◆ TASK OBJECTIVE ◆
Could you restate all of the records exactly, leaving out the pictures?

◆ MATERIAL PROVIDED ◆
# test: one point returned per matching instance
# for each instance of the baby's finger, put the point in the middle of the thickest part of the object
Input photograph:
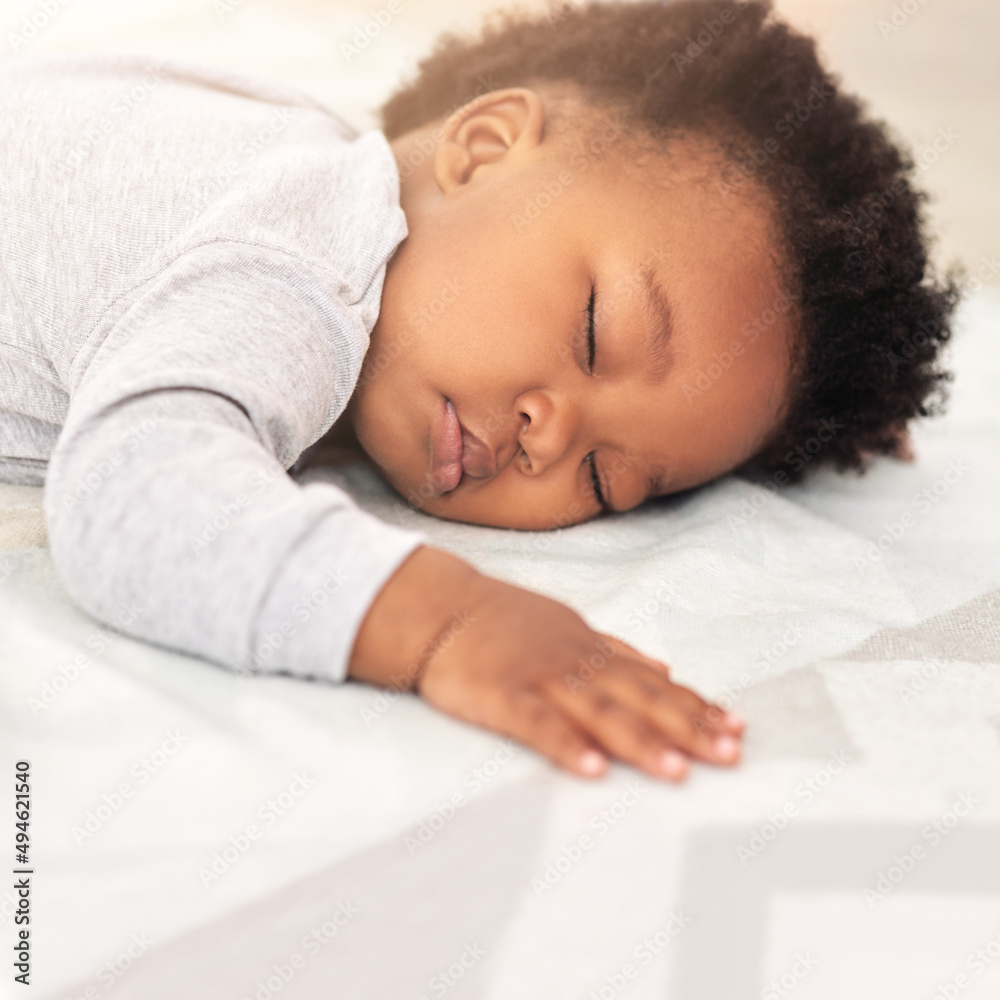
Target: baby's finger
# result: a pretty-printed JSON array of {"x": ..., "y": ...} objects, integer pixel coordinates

◆ SOLUTION TO THIS EXERCISE ◆
# test: one point returned per matching instance
# for each instance of the baby's finger, put the point in the middle of the thickest part of the object
Input photograph:
Target: baby's finger
# result: a pretty-printed JSON array of {"x": ..., "y": ...} objects, integer pixel coordinates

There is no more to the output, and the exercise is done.